_EXCERPT TO READ:_
[start]

We reached our first campsite and quickly learned how to pitch our own tents. Although the sun is beating down hot in the day, it got really cold at night. The men with nomad tours cooked for us from  a stove that came out of the bottom of the truck and after dinner we had a very peaceful night sleep. The campsite seemed like someone's back yard but it was dead quiet with a beautiful view of the mountains.

Overview of the Campsite and location in Day 1-

"The Cederberg mountains and nature reserve are located near Clanwilliam and named after the endangered Clanwilliam Cedars (Widdringtonia cedarbergensis), which are endemic to the area, growing at an altitude of 1 000 m to 1 500 m. Some species are believed to live up to 1000 years, but human activity has led to the destruction of most of the original forests. The mountains extend about 50 km north-south by 20 km east-west, the highest peak in the range is Sneeuberg (2 028 m). The area is defined by dramatic sandstone rock formations, often reddish in colour. Cederberg Wilderness Area was recently proclaimed one of eight World Heritage Sites within the Cape Floristic Region, South Africa. The area is also known for the San rock art and the discovery of important fossils, particularly in recent years. The fossils are of primitive fish and date back 450 million years to the Ordovician Period."- Nomad Tours



Day 2

We woke up at 6am and had to eat breakfast and pack our tents and bags up and onto the bus by 7.
Our bathroom breaks as a group were on the side of the road as we drove for miles with out any sign of human life in the desert (girls go to the back of the truck, guys to the front). We even had lunch on the side of the road. Our next stop was  
Springbok, or Namaqualand as the locals call it, capital of the Northern Cape, South Africa: Population 10,000; best known for its diamonds, copper, and spring flowers.  I was extremely surprised to find that this was the capital city because it seemed very small with not too much to do.
Our campground for the night was really nice with tiki huts for bathroom and a bar. The water from the tap was directly unfiltered from the river. The campsite was located on the Orange River which borders South Africa and Namibia.  We had time to relax and had a lovely dinner of steak and potatoes (They made chicken for me because I am a vegetarian and they told me that they don't believe that chicken is meat).  We spent the evening at the tiki bar getting to know each other.  The weather was amazing and the sunset was beautiful over the mountains reflecting into the water. The river turns orange in the light of the sunset and rise due to the reflections of the mountains.

[end]

_INFORMATION SUPPLIED:_
[start]

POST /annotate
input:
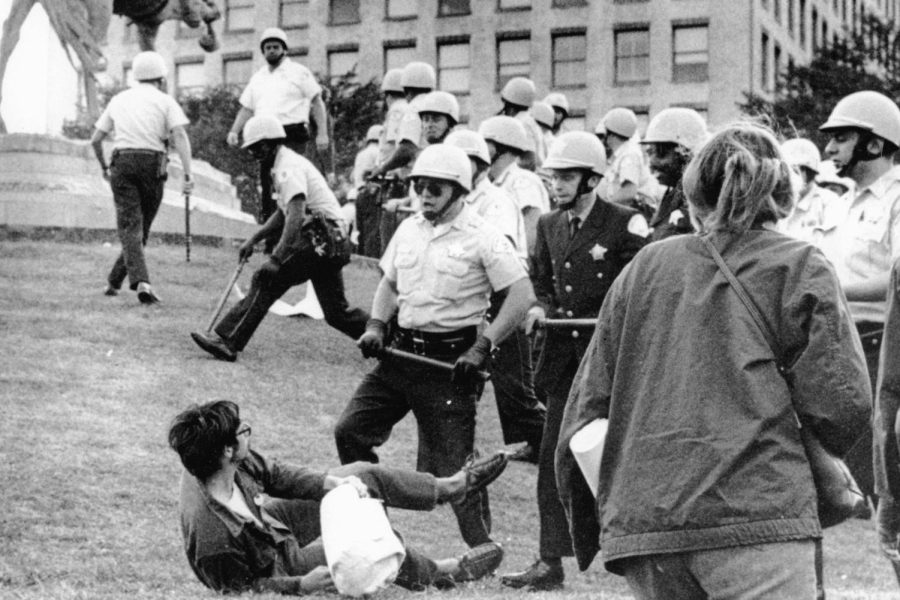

[end]

_WRITTEN TASK A:_
List every measurement in the travel account that is given in meters or kilometers.
_WRITTEN TASK B:_
From the travel account, extract the passage that starts with the words containing "We reached our" and ends with "view of the mountains.", copying it word for word.

_SOLUTION A:_
1 000 m
1 500 m
50 km
20 km
2 028 m

_SOLUTION B:_
We reached our first campsite and quickly learned how to pitch our own tents. Although the sun is beating down hot in the day, it got really cold at night. The men with nomad tours cooked for us from  a stove that came out of the bottom of the truck and after dinner we had a very peaceful night sleep. The campsite seemed like someone's back yard but it was dead quiet with a beautiful view of the mountains.